▸ **TEXTE À LIRE**
_ _ _ _ _

Les principales motivations d'achat observées à travers les traitements sont largement centrées sur le désir et le plaisir (Figure 5). Dans le traitement sans dégustation T1, les facteurs incluent l'envie de se faire plaisir, l'attrait visuel du produit et les conditions météorologiques qui suscitent l'envie d'achat. Pour les traitements avec dégustation (T2 et T3), la principale motivation à l'achat est la dégustation. En offrant une expérience sensorielle directe, elle éveille le désir d'achat et permet aux consommateurs de confirmer la qualité du produit avant l'achat. La dynamique de motivation est ainsi axée sur l'envie, renforcée par la confiance quant à la qualité que procure la dégustation. Bien que la dégustation n'ait pas conduit à une augmentation significative du nombre d'acheteurs ou des volumes achetés, elle demeure une motivation clé dans ces contextes. Dans le traitement avec dégustation en libre-service T2, un consommateur souligne que les melons sont « lourds, pas très odorants côté opposé à la tige, mais la possibilité de déguster m'en a fait prendre deux ». Cette remarque illustre bien l'impact direct de la dégustation sur la décision d'achat alors que d'autres indicateurs de qualité auraient pu dissuader l'achat sans cette expérience sensorielle.

Pour les non-acheteurs de melon, les principaux freins à l'achat incluent l'absence de besoin, souvent parce qu'ils en ont déjà, un manque d'envie et le prix. Dans les traitements avec dégustation T2 et T3, un autre facteur s'ajoute : la dégustation elle-même peut parfois devenir un frein à l'achat. Certains participants ont mentionné avoir goûté le melon mais ne pas l'avoir apprécié. Cette raison se classe ainsi en troisième position des motifs de non-achat.

Si la dégustation peut déclencher l'achat en rassurant les consommateurs sur la qualité du produit et en éveillant leur désir, elle peut également les dissuader lorsqu'elle révèle des caractéristiques gustatives qui ne répondent pas aux attentes.

Aversion au risque

Pour mesurer l'aversion au risque, lors du questionnaire post-achat, chaque participant devait choisir parmi cinq jeux hypothétiques de type « Pile ou Face », aux gains variables, allant de l'option la plus sûre à la plus risquée (Figure 6). La majorité des participants (64 %) présente une aversion forte au risque (option A et B), 10 % une aversion modérée (option C) et 27 % un goût pour le risque (option D et E). L'aversion au risque des participants n'influence pas de manière significative leur comportement d'achat de melons, malgré la perception de ce fruit comme un produit risqué à l'achat. En d'autres termes, les participants les plus averses au risque n'augmentent pas significativement leurs achats lorsqu'une dégustation est proposée en point de vente. Cependant, certaines variations méritent d'être soulignées. Parmi les plus averses au risque, les achats augmentent légèrement entre le traitement sans dégustation T1 et les traitements avec dégustation, passant de 81 % d'acheteurs en T1 à 87 % en T2 et 91 % en T3. Une hausse est également visible chez les participants éprouvant une aversion modérée au risque, où les achats passent de 71 % en T1 à 91 % en T2, puis se stabilisent à 88 % en T3. Les participants ayant un goût pour le risque affichent un niveau élevé d'achat dans tous les traitements, atteignant un pic de 94 % en T3. Cette constance, renforcée par l'effet de la dégustation, illustre leur plus grande propension à acheter du melon, même lorsqu'il existe des incertitudes quant à la qualité du produit.

_ _ _ _ _

▸ **DONNÉES FOURNIES**

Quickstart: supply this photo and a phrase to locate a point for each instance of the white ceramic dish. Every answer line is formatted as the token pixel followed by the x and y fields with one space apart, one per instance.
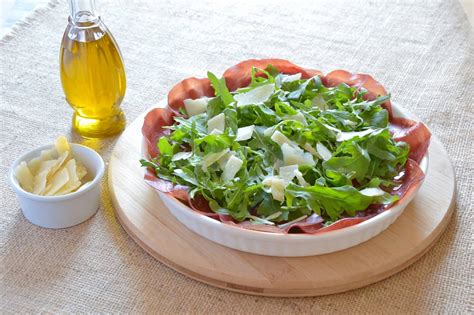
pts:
pixel 57 212
pixel 288 245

_ _ _ _ _

▸ **CONSIGNE**
Recopiez mot pour mot le passage du texte sur la dégustation de melons, depuis « Pour les non-acheteurs » jusqu'à « motifs de non-achat. » inclus. Appuyez-vous uniquement sur le texte.

▸ **RÉPONSE ATTENDUE**
Pour les non-acheteurs de melon, les principaux freins à l'achat incluent l'absence de besoin, souvent parce qu'ils en ont déjà, un manque d'envie et le prix. Dans les traitements avec dégustation T2 et T3, un autre facteur s'ajoute : la dégustation elle-même peut parfois devenir un frein à l'achat. Certains participants ont mentionné avoir goûté le melon mais ne pas l'avoir apprécié. Cette raison se classe ainsi en troisième position des motifs de non-achat.